• **What is being asked**
Exact copies of all the lines below are needed, without the pictures.

Recorded data:
▶

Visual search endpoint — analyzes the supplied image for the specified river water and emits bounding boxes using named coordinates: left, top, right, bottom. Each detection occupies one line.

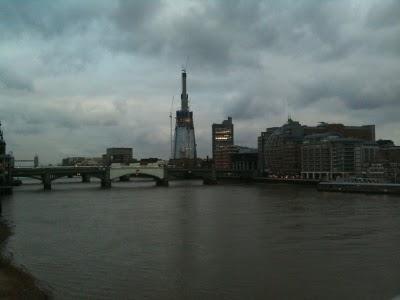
left=1, top=180, right=400, bottom=299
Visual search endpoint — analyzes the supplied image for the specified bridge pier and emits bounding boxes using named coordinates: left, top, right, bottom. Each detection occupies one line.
left=101, top=179, right=111, bottom=189
left=156, top=178, right=169, bottom=187
left=42, top=174, right=52, bottom=190
left=100, top=168, right=111, bottom=189
left=82, top=174, right=91, bottom=183
left=203, top=177, right=218, bottom=185
left=204, top=168, right=217, bottom=185
left=119, top=175, right=130, bottom=182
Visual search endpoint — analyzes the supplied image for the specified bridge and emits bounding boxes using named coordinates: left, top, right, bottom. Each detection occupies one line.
left=11, top=164, right=217, bottom=190
left=12, top=166, right=109, bottom=190
left=109, top=164, right=168, bottom=187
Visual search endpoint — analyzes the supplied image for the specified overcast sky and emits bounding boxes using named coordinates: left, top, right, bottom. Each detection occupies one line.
left=1, top=0, right=399, bottom=164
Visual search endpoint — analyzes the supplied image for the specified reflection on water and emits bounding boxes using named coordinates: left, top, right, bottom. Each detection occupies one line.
left=1, top=181, right=400, bottom=299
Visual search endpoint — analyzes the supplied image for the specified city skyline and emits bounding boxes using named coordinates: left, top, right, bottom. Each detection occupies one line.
left=1, top=0, right=400, bottom=164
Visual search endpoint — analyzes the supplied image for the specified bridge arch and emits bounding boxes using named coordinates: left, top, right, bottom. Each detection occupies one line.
left=13, top=175, right=42, bottom=182
left=110, top=172, right=162, bottom=182
left=109, top=166, right=165, bottom=181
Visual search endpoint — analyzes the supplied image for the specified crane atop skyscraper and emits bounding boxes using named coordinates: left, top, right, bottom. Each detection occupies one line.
left=169, top=96, right=175, bottom=159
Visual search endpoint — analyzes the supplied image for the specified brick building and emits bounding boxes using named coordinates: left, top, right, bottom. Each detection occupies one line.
left=258, top=119, right=376, bottom=177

◀

• **Result of this task**
Visual search endpoint — analyzes the supplied image for the specified river water and emits bounding boxes using named coordinates: left, top, right, bottom. Each detection occupies one line.

left=1, top=180, right=400, bottom=299
Visual search endpoint — analyzes the supplied image for the specified bridge pier and emits bounding boxes using named coordinates: left, top, right, bottom. Each detection occupies one line.
left=101, top=179, right=111, bottom=189
left=156, top=178, right=169, bottom=187
left=42, top=174, right=52, bottom=190
left=100, top=168, right=111, bottom=189
left=82, top=174, right=91, bottom=183
left=203, top=177, right=218, bottom=185
left=204, top=168, right=217, bottom=185
left=119, top=175, right=130, bottom=182
Visual search endpoint — analyzes the supplied image for the specified bridge and emits bounding boxes using named coordinates: left, top, right, bottom. Each detection occupies one line.
left=11, top=164, right=217, bottom=190
left=12, top=166, right=109, bottom=190
left=109, top=164, right=168, bottom=187
Visual search endpoint — analyzes the supplied image for the specified overcast sky and emits bounding boxes using named coordinates: left, top, right, bottom. Each detection occupies one line.
left=1, top=0, right=399, bottom=164
Visual search endpoint — analyzes the supplied image for the specified reflection on water and emits bounding boxes using named coordinates: left, top, right, bottom. Each detection occupies one line.
left=1, top=181, right=400, bottom=299
Visual search endpoint — analyzes the supplied image for the specified city skyline and emits bounding boxes using named coordinates: left, top, right, bottom. Each detection occupies one line.
left=1, top=0, right=400, bottom=164
Visual search endpoint — analyzes the supplied image for the specified bridge arch and emits bounding boxes using named coordinates: left, top, right, bottom. Each detection occupies one line.
left=13, top=175, right=42, bottom=182
left=110, top=172, right=162, bottom=182
left=109, top=166, right=165, bottom=181
Visual search endpoint — analyzes the supplied image for the specified crane atop skyscraper and emits bounding boxes using named coordinates: left, top, right, bottom. Each detection occupies one line.
left=169, top=96, right=175, bottom=159
Visual search endpoint — analyzes the supplied image for the specified brick building and emits bounding boxes using named coordinates: left, top, right, bottom. Each detection occupies one line.
left=258, top=119, right=376, bottom=177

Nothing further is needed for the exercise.